== Object point labels ==
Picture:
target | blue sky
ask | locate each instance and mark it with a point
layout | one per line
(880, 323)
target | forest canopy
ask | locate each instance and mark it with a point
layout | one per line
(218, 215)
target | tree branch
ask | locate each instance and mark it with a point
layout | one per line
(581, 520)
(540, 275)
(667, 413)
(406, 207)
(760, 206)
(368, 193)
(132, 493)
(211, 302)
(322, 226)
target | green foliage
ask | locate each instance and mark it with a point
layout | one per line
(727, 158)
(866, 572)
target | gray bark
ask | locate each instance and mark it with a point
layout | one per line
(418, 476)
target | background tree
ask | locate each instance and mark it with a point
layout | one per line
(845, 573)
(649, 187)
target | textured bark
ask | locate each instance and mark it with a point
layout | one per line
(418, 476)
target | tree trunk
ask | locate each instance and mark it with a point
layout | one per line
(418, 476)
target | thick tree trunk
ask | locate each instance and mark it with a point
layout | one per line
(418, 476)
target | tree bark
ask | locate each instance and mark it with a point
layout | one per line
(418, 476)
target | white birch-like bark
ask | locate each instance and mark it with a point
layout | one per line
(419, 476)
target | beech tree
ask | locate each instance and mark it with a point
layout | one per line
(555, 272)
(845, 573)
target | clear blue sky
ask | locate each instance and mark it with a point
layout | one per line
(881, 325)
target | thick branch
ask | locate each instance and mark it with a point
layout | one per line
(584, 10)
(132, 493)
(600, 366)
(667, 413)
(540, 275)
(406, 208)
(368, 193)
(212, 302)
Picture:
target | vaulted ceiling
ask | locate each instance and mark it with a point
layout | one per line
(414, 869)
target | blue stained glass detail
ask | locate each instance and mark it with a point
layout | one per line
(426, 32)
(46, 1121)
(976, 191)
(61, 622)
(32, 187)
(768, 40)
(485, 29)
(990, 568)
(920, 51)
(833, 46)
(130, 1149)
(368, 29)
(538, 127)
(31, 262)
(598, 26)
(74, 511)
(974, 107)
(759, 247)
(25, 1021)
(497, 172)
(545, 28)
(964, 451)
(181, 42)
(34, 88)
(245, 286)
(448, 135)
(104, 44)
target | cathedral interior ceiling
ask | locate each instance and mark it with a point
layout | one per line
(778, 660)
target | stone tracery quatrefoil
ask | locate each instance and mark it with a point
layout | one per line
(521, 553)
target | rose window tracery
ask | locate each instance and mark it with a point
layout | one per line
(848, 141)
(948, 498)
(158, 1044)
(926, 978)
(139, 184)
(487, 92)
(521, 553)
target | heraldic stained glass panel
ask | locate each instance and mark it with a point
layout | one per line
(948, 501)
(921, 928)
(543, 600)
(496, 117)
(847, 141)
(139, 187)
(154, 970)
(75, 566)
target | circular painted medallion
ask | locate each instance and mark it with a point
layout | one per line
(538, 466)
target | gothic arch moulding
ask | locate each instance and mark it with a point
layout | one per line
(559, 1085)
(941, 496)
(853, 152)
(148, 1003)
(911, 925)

== EXERCISE ==
Copy out all the records above with every "locate each instance" changed to "find each instance" and nothing else altered.

== ANSWER TO THIS TASK ==
Picture:
target | blue sky
ask | find each instance and mark it with a point
layout | one per line
(880, 323)
target | forest canopy
ask | find each instance and mark it with a point
layout | one per line
(218, 215)
target | tree branch
ask | find each instance and mark it with a point
layout | one per line
(581, 520)
(540, 275)
(667, 413)
(406, 207)
(760, 206)
(368, 193)
(132, 493)
(211, 302)
(322, 226)
target | green foliage
ask | find each instance and mark it with a point
layout | one per line
(727, 158)
(866, 572)
target | gray bark
ask | find each instance and mark it with a point
layout | one per line
(418, 476)
target | background tree
ask | find each instance and mark it with a point
layout | one per line
(845, 573)
(649, 187)
target | textured bark
ask | find each instance and mark it with a point
layout | one per line
(418, 476)
target | tree trunk
ask | find each instance and mark it with a point
layout | one per line
(418, 476)
target | thick tree trunk
ask | find each instance and mark it with a point
layout | one per line
(418, 476)
target | tree bark
ask | find each instance and mark it with a point
layout | one per line
(418, 476)
target | white birch-like bark
ask | find each instance and mark it with a point
layout | one per line
(419, 476)
target | beech tree
ask | find each instance and mark it with a point
layout | one per line
(555, 272)
(845, 573)
target | clear blue sky
ask | find each instance and mark it with a point
layout | one per line
(881, 325)
target | thick branch
ask | find each instance and mark it with a point
layout | one per line
(584, 10)
(132, 493)
(600, 366)
(667, 413)
(540, 275)
(406, 208)
(368, 193)
(212, 302)
Picture:
target | vaulted ceiling
ask | find each instance and mark it with a point
layout | one per line
(414, 869)
target | blue stained glass detail
ask | find each instance and mark it with a point
layout | one per line
(426, 32)
(46, 1121)
(976, 191)
(61, 622)
(32, 187)
(768, 40)
(485, 29)
(990, 568)
(920, 51)
(833, 46)
(130, 1149)
(368, 29)
(538, 127)
(31, 262)
(598, 26)
(74, 511)
(974, 107)
(759, 247)
(25, 1021)
(497, 172)
(545, 28)
(964, 451)
(181, 42)
(34, 88)
(245, 286)
(448, 135)
(104, 44)
target | cathedral interior ceiling
ask | find each instance and mark it with a point
layout | one per line
(778, 660)
target | stone tracery quatrefoil
ask | find each instance and mark it with a point
layout | one per line
(521, 553)
target | rose window tracery
ask | find each instance and mark it with a point
layout | one per line
(848, 141)
(948, 498)
(158, 1044)
(926, 978)
(139, 184)
(487, 92)
(521, 553)
target | heraldic stained glass panel
ask | find each instance and mark it with a point
layout | one per line
(948, 501)
(921, 928)
(543, 600)
(496, 117)
(847, 141)
(139, 187)
(154, 970)
(75, 566)
target | circular painted medallion
ask | find each instance and mark it with a point
layout | one per line
(538, 466)
target | gothic arch moulding
ask | find each instance and mark it with a point
layout | one per line
(559, 1085)
(941, 496)
(853, 152)
(148, 1003)
(911, 925)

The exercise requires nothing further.